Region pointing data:

>>

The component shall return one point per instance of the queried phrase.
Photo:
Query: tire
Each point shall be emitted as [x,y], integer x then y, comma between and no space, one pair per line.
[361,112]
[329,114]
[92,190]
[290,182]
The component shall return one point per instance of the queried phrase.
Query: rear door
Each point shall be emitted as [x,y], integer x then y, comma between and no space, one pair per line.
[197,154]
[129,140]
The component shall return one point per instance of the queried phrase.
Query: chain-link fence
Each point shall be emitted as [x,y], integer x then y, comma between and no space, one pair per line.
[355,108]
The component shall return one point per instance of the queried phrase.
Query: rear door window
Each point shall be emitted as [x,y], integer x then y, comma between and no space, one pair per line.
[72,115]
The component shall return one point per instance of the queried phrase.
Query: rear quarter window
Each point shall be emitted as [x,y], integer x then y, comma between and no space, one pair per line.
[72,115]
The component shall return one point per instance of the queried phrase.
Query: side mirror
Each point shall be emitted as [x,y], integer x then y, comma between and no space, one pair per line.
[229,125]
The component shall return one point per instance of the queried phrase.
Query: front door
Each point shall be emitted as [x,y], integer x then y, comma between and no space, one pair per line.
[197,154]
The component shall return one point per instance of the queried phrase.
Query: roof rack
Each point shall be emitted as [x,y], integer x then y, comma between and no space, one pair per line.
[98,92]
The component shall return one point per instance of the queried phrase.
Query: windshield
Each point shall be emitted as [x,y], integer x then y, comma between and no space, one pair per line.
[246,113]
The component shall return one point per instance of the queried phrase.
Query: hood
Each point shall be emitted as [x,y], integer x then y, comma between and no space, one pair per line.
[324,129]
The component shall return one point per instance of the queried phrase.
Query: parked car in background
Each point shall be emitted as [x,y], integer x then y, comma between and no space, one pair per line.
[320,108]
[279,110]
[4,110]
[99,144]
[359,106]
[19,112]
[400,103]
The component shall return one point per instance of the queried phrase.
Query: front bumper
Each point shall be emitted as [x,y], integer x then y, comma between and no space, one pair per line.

<<

- [DIRECTIONS]
Quote each line of the data above exactly as written.

- [WRITTEN ANSWER]
The component shall return one point per instance of the queried phrase.
Photo:
Query: tire
Each point shall be emitted as [x,y], integer x then y, comma between and no space, one pair per line.
[361,112]
[329,114]
[92,190]
[290,182]
The component shall return one point per instance of the queried phrase.
Query: rear door
Each point shall be emitted as [x,y], integer x then y, comma between and no space, one pair per line.
[197,154]
[129,140]
The component shall return one point per instance of the queried phrase.
Query: chain-link fence
Each point shall be emitted as [x,y], integer x then y, comma between and no space, one pair per line.
[355,108]
The component shall return one point per instance of the queried phrase.
Query: rear door window
Each point shall be emitted as [x,y], integer x then y, comma between and no space, one pair per line.
[72,115]
The component shall return one point per instance of the queried phrase.
Query: rear quarter window
Each point shall be emitted as [x,y], integer x then y, comma between and no space, one pair per line.
[72,115]
The component shall return one point per instance of the queried phrase.
Query: side mirror
Each point shall be emitted as [x,y], integer x then y, comma between and no space, one pair per line.
[229,125]
The component shall return one point per instance of the queried phrase.
Query: front door
Each point shall be emitted as [x,y], integer x then y, comma between and no space, one pair per line.
[197,154]
The component shall return one point per instance of the queried phrase.
Query: roof rack
Each point shall be emitted as [x,y], integer x then y, comma between and no space, one pair per line.
[98,92]
The component shall return one point per instance of the queried phrase.
Query: windshield
Each point shall be emitted as [x,y], integer x then y, comma between and no space, one pair per line.
[246,113]
The component shall return one point per instance of the queried phrase.
Query: hood
Each point shall be emitted as [x,y], integer x then y, comma between and no space, one pair per line.
[324,129]
The component shall return one point per instance of the queried phrase.
Query: parked car in background
Each point shall be emitted as [x,y], integer x then y, comma between and no space, one pair per line.
[320,108]
[279,110]
[4,110]
[99,144]
[359,106]
[19,112]
[400,103]
The component shall return one point per instance of the queried phrase.
Query: front bumper
Each point shall be emitted as [x,y], integer x then y, comma between and no space, one pair per line.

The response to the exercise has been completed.